# [Stated exercise]
Give the lines below as a Markdown table with the columns Row and Line. Include only the lines from the one containing "shirt and put a dot on each instance?" through the end of the material, number each row, and leave out blank lines.

# [Items]
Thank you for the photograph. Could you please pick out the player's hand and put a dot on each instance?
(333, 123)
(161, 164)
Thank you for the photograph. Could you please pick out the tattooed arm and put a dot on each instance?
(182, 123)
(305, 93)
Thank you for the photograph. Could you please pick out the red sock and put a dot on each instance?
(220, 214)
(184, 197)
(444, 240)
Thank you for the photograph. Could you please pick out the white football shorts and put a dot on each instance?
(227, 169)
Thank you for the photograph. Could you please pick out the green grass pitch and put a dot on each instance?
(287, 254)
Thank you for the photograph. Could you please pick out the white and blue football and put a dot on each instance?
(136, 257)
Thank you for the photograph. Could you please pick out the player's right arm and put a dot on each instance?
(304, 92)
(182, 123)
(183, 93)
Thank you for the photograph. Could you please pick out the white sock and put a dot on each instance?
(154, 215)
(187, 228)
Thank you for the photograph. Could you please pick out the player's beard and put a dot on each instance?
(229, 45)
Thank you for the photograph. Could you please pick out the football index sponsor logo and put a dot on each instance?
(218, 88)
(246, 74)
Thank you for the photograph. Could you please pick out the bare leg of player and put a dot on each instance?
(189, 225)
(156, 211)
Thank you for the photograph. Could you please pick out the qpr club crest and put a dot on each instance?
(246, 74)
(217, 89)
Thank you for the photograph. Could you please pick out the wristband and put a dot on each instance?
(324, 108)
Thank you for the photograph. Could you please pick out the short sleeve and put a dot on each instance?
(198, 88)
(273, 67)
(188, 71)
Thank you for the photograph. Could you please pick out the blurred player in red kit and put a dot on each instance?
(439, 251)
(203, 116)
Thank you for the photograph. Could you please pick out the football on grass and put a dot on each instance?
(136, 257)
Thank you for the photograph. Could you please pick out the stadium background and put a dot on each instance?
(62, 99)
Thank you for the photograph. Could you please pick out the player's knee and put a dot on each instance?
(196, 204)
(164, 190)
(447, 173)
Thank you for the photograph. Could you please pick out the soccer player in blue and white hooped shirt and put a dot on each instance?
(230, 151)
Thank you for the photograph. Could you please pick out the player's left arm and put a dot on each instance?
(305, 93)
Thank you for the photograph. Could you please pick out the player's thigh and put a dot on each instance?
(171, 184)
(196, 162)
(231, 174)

# [Solution for this task]
| Row | Line |
|---|---|
| 1 | Thank you for the photograph. Could you please pick out the soccer player in blue and white hooped shirt and put a dot on each instance? |
| 2 | (230, 151) |
| 3 | Thank you for the photograph. Could you please pick out the player's left arm and put a dot on each instance? |
| 4 | (305, 93) |
| 5 | Thank you for the photograph. Could you please pick out the player's thigh and put a dot on each instance? |
| 6 | (171, 184) |
| 7 | (196, 162) |
| 8 | (231, 174) |